> **TEXT PROVIDED**:

————————

API Reference

This page documents all functions in the pipeline script MistralOCR.py.

run_mistral_ocr(image_path)

def run_mistral_ocr(image_path: str) -> str

Sends a PNG image to the Mistral OCR API and returns the raw Markdown transcription.

Parameters:

  • image_path (str) — absolute or relative path to the PNG image file

Returns:

  • (str) — raw Markdown text concatenated from all pages returned by the API

Raises:

  • ValueError — if the API response does not contain a pages field

Example:

ocr_raw = run_mistral_ocr("page_1905.png")

clean_markdown(text)

def clean_markdown(text: str) -> str

Removes all Markdown markup from a string and returns plain continuous text on a single line.

Specifically removes: embedded images (![](...)), heading markers (#), bold and italic markers (*, _), HTML entities (&, <, >), inline links, and inline code. All newlines are replaced with spaces.

Parameters:

  • text (str) — raw Markdown string from the OCR stage

Returns:

  • (str) — cleaned plain text, single line, no extra whitespace

Example:

ocr_clean = clean_markdown(ocr_raw)

run_mistral_correction(ocr_text)

def run_mistral_correction(ocr_text: str) -> str

Sends the cleaned OCR text to Mistral Large (mistral-large-latest, temperature 0) for post-correction. The model fixes OCR errors while preserving archaic 18th-century French orthography.

Corrections applied:

  • OCR character substitutions (VestigalVectigal)

  • Semantic word substitutions (entre deux foiresentre deux soleils)

  • Erroneous modernisation of archaic spelling (portaientportoient)

  • Corrupted proper nouns (BouleonsBoileau, GeniliGeneroso)

  • Wrong dates (15871387, 16881388)

  • Words split across line breaks

Parameters:

  • ocr_text (str) — cleaned OCR text from clean_markdown()

Returns:

  • (str) — corrected plain text, single continuous line, no newlines

Raises:

  • ValueError — if the API response does not contain a choices field

Example:

corrected = run_mistral_correction(ocr_clean)

————————

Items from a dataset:
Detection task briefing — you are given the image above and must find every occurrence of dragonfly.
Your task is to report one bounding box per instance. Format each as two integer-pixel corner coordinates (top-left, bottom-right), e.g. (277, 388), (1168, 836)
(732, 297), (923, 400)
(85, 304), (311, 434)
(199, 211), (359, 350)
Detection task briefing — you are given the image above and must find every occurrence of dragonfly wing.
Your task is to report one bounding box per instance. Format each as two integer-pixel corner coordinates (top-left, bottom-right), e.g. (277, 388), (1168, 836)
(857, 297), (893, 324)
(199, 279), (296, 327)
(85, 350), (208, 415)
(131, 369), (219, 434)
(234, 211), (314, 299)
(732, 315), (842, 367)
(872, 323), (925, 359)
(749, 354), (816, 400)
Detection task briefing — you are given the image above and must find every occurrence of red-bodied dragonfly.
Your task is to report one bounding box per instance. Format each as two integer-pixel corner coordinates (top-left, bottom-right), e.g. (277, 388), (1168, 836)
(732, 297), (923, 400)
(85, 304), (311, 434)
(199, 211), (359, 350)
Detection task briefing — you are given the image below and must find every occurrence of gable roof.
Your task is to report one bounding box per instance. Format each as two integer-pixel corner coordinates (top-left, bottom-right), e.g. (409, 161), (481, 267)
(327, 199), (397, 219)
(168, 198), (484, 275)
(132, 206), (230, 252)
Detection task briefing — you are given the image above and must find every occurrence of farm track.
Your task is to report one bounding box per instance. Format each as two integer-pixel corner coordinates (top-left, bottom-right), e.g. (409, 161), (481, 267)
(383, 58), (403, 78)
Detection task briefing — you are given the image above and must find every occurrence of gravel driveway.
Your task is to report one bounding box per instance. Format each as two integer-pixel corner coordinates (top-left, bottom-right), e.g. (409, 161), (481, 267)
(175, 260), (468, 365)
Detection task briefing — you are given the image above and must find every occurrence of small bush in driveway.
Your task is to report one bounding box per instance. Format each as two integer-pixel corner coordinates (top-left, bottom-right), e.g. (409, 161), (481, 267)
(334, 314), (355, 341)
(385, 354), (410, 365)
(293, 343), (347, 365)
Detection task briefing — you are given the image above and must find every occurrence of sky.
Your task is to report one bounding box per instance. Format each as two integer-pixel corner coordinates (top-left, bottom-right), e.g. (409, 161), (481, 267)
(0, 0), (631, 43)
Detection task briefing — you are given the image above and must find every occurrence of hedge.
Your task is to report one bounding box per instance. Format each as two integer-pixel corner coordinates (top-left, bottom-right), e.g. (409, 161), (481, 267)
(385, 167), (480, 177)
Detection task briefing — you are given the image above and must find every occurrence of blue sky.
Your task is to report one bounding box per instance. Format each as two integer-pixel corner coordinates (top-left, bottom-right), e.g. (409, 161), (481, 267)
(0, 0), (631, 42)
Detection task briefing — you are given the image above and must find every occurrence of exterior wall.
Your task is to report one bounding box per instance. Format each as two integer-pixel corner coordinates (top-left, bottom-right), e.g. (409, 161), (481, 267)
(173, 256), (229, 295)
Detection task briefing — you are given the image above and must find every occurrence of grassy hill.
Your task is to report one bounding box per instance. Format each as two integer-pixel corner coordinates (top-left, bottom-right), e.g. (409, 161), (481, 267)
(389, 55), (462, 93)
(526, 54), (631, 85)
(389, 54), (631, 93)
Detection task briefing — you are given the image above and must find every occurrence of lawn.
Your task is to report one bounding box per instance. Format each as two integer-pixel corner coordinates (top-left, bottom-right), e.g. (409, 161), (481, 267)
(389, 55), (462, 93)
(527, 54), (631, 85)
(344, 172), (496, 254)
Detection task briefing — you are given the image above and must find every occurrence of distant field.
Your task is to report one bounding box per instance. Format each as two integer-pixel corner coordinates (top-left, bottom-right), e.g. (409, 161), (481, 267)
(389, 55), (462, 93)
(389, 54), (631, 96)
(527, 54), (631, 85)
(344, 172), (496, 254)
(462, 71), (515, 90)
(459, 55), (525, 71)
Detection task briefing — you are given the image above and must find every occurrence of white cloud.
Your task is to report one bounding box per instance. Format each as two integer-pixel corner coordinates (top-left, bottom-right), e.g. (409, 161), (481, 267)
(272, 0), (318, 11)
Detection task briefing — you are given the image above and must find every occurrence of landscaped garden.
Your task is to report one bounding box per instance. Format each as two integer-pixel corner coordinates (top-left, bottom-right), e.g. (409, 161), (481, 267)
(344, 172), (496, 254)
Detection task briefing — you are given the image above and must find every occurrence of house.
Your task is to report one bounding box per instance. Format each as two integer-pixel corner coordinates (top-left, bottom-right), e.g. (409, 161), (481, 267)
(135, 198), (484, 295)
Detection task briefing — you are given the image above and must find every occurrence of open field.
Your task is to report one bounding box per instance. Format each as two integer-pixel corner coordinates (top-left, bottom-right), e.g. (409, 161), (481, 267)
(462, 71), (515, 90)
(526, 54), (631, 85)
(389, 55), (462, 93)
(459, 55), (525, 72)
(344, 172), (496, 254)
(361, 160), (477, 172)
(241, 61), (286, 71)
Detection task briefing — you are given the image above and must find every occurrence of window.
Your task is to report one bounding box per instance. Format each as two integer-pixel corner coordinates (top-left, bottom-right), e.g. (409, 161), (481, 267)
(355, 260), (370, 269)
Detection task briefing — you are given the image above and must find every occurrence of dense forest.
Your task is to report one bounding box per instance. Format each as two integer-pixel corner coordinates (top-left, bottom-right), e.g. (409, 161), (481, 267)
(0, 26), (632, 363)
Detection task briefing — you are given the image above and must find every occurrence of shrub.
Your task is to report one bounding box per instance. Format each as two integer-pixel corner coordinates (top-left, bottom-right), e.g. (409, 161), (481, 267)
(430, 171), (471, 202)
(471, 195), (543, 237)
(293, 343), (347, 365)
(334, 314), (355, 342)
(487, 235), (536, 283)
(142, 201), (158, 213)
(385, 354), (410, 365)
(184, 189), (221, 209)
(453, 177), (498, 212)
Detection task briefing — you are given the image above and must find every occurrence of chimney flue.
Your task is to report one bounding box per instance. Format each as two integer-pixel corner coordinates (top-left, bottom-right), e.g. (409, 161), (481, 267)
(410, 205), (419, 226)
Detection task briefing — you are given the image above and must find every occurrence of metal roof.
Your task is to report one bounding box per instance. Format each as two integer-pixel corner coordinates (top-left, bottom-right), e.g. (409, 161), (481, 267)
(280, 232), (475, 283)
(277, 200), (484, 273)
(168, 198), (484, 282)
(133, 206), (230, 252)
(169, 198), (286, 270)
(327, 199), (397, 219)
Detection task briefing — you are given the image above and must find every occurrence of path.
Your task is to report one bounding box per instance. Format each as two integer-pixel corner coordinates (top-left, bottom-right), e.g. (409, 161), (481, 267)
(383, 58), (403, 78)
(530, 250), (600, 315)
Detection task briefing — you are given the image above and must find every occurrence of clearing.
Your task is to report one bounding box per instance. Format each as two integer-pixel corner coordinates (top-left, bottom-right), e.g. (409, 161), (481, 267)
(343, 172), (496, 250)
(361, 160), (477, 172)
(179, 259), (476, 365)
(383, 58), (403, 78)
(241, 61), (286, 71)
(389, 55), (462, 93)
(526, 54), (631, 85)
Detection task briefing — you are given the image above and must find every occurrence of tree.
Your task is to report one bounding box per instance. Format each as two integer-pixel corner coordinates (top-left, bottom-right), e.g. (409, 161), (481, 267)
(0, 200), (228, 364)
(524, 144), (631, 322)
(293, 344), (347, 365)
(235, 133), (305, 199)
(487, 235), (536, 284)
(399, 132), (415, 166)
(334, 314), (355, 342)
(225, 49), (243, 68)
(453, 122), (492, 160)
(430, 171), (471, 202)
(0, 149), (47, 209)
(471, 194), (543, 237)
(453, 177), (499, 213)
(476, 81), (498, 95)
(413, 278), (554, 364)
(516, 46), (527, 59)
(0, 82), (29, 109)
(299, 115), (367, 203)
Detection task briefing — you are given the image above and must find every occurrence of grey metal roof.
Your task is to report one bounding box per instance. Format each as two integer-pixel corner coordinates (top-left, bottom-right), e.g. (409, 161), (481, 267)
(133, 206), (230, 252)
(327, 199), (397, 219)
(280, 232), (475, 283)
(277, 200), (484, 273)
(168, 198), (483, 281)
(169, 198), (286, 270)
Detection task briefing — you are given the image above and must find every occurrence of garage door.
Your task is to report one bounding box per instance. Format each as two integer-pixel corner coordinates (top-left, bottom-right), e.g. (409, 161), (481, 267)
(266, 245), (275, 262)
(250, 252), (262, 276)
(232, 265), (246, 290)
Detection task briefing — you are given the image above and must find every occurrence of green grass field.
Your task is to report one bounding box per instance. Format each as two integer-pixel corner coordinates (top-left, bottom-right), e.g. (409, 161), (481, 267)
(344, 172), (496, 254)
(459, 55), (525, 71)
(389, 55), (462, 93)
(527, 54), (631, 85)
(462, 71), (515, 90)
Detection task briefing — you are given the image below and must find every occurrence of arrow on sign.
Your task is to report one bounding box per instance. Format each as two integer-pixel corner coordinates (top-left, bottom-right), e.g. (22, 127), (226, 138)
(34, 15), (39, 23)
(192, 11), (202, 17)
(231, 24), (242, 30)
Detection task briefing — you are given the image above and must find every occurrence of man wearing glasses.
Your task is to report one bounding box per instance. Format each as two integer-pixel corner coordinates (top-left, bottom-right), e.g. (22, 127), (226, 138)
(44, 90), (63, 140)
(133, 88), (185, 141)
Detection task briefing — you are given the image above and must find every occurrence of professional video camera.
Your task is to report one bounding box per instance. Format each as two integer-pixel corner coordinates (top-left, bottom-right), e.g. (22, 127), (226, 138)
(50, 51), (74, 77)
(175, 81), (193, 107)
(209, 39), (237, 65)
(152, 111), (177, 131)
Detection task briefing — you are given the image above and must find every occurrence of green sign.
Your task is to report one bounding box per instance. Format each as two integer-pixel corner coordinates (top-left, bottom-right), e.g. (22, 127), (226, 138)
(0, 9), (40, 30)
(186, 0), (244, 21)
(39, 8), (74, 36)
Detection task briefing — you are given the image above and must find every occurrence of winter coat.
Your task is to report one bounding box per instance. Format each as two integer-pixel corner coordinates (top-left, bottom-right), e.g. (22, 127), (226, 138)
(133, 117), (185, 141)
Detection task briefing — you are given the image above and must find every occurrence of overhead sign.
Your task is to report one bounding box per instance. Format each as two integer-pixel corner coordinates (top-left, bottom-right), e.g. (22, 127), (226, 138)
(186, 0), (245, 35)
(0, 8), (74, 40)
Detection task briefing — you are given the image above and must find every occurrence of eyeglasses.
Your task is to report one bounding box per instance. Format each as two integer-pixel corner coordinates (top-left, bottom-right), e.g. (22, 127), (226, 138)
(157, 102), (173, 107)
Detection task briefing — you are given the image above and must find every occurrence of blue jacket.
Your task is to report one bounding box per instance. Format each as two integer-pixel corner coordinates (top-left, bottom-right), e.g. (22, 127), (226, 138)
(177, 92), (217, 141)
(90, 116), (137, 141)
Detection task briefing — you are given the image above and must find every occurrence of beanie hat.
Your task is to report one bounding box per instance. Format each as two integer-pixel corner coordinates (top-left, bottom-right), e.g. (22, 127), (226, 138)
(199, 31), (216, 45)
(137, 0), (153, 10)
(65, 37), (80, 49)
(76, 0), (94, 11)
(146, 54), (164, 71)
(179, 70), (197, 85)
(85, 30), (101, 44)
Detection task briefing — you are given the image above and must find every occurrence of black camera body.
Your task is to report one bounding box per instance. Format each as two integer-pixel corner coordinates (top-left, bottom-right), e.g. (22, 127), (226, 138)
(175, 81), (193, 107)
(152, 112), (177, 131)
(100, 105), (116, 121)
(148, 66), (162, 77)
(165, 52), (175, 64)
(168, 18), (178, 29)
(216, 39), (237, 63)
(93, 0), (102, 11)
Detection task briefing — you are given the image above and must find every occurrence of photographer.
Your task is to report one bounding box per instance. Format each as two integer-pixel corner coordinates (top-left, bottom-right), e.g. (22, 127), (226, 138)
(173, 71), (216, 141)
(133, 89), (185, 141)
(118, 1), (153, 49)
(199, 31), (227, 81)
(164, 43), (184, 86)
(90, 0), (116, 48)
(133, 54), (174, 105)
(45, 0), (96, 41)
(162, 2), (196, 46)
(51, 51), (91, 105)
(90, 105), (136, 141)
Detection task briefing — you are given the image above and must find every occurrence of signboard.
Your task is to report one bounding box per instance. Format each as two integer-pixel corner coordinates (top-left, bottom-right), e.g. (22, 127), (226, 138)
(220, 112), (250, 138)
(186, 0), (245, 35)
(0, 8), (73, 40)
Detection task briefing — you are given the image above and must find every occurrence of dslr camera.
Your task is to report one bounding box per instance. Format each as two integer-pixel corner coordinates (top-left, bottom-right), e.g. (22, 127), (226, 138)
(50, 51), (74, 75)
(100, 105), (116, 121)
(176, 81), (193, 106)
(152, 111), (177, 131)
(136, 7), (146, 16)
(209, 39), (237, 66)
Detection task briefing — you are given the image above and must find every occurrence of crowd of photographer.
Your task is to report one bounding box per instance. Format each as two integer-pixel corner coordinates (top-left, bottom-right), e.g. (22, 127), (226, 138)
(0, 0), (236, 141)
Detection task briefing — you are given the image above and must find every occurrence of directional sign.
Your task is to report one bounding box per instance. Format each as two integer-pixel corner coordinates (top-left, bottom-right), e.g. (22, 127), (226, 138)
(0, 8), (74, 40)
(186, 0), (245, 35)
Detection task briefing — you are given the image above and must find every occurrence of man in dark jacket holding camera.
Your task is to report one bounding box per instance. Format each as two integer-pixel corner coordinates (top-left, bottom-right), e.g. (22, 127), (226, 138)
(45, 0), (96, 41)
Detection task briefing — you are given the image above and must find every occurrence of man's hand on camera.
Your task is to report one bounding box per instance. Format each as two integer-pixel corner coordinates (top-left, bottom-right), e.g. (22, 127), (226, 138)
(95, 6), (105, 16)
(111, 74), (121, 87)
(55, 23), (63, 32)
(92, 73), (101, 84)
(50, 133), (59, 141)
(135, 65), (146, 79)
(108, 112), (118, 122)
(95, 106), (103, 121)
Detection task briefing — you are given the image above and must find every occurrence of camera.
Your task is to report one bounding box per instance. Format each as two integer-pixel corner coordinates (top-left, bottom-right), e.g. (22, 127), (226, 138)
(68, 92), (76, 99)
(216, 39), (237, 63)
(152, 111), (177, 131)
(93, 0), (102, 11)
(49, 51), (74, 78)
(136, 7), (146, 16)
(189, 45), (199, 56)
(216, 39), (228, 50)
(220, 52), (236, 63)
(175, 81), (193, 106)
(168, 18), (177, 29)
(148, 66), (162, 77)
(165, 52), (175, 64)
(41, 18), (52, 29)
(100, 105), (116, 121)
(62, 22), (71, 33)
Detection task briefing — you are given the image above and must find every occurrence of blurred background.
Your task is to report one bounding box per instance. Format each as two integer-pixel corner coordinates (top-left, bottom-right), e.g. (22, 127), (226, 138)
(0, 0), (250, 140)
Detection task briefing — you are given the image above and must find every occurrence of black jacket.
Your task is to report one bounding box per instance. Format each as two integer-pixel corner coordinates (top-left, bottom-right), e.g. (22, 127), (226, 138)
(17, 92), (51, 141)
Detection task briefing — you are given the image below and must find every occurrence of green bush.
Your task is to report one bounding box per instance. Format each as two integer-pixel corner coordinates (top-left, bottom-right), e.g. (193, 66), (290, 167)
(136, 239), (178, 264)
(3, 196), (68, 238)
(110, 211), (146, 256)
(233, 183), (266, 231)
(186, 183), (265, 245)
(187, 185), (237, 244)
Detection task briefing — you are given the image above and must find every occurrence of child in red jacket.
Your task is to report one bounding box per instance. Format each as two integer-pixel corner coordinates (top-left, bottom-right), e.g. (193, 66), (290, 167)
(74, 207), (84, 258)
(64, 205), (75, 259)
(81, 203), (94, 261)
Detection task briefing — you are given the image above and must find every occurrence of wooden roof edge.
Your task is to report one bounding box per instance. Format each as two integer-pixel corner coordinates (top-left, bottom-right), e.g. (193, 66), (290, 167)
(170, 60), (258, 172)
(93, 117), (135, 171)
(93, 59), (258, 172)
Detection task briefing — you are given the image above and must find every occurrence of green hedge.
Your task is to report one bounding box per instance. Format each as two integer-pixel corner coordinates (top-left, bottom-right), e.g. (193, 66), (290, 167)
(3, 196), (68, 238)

————————

> **WRITTEN TASKS**:
• A. Do these statements agree with the API reference? (i) clean_markdown replaces all newlines with spaces. (ii) run_mistral_correction sends text to the model at temperature 1. (iii) run_mistral_ocr raises a ValueError when the API response lacks a choices field.
• B. Print the part of the API reference that opens with the words containing "Specifically removes: embedded" and closes with "replaced with spaces.".

> **ANSWERS PROVIDED**:
• A.
(i) Yes: "All newlines are replaced with spaces."
(ii) No: "mistral-large-latest, temperature 0"
(iii) No: "ValueError — if the API response does not contain a pages field"

• B.
Specifically removes: embedded images (![](...)), heading markers (#), bold and italic markers (*, _), HTML entities (&, <, >), inline links, and inline code. All newlines are replaced with spaces.